▶ Task material

##########

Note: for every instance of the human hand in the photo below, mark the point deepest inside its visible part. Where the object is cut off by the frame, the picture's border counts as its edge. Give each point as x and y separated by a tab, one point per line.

##########

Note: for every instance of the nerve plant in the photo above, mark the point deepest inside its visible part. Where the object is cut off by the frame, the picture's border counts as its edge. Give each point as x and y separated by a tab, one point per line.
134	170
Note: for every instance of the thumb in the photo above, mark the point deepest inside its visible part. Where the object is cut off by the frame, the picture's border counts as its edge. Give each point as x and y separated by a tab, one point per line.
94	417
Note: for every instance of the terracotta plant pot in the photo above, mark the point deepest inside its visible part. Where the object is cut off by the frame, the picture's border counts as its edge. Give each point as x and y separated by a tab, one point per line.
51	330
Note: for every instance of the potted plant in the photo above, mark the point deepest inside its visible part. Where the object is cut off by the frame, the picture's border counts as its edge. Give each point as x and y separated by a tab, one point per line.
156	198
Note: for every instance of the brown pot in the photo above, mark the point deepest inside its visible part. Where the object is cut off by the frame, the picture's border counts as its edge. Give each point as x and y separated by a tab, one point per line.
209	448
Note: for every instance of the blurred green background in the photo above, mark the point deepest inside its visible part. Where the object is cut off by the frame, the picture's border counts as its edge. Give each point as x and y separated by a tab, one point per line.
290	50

##########

▶ Requirement
How many lines of the material above contain the string "potted"? Case counts. Reply with the number alone.

▶ Answer to this exercise
1